**Requirements**
Starting with the first line of the rows below and going on through the line containing "[0,178,36,306]", write out every line again, including the ones without coordinates. Shift each bounding box coordinate by adding 68 to it, and give only those lines.

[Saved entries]

* BEGIN *

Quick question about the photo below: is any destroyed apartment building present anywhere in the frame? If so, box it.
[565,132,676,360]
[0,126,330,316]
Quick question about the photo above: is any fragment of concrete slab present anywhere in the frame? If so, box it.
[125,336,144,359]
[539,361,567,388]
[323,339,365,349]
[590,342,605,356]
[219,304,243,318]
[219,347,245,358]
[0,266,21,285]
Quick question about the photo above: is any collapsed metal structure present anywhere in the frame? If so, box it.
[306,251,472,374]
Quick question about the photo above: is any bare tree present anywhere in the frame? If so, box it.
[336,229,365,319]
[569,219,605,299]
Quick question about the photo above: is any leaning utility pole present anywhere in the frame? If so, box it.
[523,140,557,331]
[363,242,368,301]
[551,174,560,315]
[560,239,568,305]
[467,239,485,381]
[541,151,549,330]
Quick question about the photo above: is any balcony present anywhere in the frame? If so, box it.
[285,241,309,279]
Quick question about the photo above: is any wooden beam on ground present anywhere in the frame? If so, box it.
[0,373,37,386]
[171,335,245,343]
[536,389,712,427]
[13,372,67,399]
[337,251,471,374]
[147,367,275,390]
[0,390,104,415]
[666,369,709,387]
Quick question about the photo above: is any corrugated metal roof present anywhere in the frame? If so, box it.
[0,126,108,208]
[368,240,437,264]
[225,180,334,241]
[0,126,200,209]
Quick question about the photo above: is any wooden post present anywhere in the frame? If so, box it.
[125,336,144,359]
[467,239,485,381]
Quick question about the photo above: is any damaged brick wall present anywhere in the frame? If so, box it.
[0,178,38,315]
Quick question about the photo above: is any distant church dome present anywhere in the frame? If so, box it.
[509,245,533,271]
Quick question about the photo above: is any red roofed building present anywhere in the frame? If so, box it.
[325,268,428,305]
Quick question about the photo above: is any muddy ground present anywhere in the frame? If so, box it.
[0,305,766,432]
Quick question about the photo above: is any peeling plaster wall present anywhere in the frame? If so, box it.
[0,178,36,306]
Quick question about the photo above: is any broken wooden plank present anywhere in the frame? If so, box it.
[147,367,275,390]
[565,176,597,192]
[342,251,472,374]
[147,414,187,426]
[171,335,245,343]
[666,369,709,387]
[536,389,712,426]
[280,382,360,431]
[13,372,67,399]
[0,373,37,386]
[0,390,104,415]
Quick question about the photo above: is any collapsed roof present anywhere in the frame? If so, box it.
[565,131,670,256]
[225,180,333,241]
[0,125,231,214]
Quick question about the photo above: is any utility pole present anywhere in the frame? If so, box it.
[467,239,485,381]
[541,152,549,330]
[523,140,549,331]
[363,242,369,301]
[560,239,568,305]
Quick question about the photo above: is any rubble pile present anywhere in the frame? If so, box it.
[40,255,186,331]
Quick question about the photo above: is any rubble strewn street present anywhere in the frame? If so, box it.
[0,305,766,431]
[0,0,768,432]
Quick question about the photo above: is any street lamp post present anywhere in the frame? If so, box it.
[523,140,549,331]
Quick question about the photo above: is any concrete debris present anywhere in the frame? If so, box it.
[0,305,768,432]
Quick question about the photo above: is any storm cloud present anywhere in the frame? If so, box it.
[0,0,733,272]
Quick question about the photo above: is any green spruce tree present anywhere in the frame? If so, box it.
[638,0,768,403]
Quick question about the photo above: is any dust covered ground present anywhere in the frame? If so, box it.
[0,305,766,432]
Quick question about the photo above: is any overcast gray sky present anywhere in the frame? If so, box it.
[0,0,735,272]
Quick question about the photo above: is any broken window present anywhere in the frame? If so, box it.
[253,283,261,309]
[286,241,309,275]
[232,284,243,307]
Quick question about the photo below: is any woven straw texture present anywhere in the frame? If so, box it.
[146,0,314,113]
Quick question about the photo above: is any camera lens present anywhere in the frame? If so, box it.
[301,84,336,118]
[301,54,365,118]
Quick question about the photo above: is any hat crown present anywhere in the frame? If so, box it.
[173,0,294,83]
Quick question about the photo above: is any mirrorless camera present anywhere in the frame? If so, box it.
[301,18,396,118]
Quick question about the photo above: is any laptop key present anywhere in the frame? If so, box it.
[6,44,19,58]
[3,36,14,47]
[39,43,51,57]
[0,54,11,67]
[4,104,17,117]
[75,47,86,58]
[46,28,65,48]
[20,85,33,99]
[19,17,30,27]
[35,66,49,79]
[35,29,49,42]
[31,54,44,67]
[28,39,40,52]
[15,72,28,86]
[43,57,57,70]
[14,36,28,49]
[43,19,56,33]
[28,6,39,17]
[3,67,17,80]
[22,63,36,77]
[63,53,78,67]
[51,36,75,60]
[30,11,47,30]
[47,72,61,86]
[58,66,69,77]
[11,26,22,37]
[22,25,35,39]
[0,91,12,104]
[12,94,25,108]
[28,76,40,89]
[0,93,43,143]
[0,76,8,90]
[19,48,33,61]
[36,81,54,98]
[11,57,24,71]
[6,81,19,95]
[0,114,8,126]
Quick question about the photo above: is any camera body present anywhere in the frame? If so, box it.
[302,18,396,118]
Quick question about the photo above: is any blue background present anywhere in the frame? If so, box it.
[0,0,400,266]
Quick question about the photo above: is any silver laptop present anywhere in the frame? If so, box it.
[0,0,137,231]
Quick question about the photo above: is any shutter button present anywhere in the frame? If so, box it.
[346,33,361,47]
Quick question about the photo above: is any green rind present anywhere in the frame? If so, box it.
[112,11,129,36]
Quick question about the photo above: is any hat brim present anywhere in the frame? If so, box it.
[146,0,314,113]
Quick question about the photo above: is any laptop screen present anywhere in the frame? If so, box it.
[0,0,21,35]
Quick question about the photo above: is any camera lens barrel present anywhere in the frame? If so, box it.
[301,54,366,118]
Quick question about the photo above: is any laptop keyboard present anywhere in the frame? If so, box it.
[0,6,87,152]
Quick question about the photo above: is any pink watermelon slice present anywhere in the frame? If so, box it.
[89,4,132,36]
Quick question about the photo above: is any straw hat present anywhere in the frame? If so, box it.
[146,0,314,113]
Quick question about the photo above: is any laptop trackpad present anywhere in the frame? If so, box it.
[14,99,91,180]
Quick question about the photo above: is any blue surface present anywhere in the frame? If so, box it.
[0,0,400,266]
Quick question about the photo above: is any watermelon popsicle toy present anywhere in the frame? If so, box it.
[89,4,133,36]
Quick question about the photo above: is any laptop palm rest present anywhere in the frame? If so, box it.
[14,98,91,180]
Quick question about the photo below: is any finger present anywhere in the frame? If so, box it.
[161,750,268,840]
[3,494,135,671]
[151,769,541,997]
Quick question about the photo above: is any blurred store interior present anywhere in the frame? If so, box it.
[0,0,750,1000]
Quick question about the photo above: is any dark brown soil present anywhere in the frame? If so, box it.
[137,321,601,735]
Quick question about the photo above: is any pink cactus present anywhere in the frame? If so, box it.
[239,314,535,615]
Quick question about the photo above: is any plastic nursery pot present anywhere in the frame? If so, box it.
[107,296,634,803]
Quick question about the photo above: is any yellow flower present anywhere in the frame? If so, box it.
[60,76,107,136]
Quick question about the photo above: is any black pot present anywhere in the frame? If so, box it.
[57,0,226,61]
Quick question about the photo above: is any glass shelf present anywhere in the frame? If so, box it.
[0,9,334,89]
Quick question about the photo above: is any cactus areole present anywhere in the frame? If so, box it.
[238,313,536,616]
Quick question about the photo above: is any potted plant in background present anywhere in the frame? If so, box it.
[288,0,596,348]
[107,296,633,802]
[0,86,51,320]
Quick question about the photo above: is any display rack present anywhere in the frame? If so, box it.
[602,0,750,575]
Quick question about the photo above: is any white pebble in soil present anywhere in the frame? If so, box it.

* END *

**Completed task**
Quick question about the photo below: is any destroyed apartment building present anywhere in the frame? If so, box it.
[633,200,744,428]
[68,194,398,384]
Quick question about the photo above: is any fragment of concrete slab present anywhere in the frame? If so, box it.
[193,404,212,427]
[607,429,635,456]
[391,407,433,417]
[658,410,673,424]
[287,372,311,386]
[287,415,313,426]
[68,334,89,353]
Quick question about the photo above: is any collapsed metal structure present anywhere in the frame? If so, box it.
[374,319,540,442]
Quick question about the photo above: is any bare tree present anywhere in the frame? If so, box it.
[404,297,433,387]
[637,287,673,367]
Quick question about the photo above: is any leaning utility pole present anywhere in the frame? If so, box it.
[591,208,625,399]
[431,310,436,369]
[619,242,628,383]
[628,307,636,373]
[535,307,553,449]
[609,219,617,398]
Quick question about the photo above: is any balcony present anywhere in the frame? If so, box it.
[353,309,377,347]
Quick question about the photo above: is any wooden beam on ground present anywhere in the frame? If so, box it.
[68,441,105,454]
[239,403,313,411]
[604,457,780,495]
[81,440,135,467]
[405,319,539,442]
[215,435,343,458]
[68,458,172,483]
[734,437,777,455]
Quick question about the photo above: is any corrugated metal roof present anywhere in the frame? If so, box it.
[68,194,176,276]
[436,308,505,332]
[293,248,402,309]
[68,194,268,277]
Quick question about the photo above: is any wooden post present anywhere in the frame? If so, box it.
[193,404,212,427]
[535,307,553,449]
Quick question about the photo above: is any damaged brick wall present anywhere in the frame? If so, box it.
[68,246,106,383]
Quick question about the photo above: is any distant church dome present anywhere in the frame? If so, box it.
[577,313,601,339]
Quick question about the photo above: is any red roofed building present anywhere in the frame? If so, box it.
[393,336,496,373]
Quick question about the photo above: is any muddy ground present anywhere in the frame? If so, box it.
[68,373,834,500]
Quick question about the photo above: is any peeling plaster wall present anywhere in the frame? If so, box it.
[68,246,104,374]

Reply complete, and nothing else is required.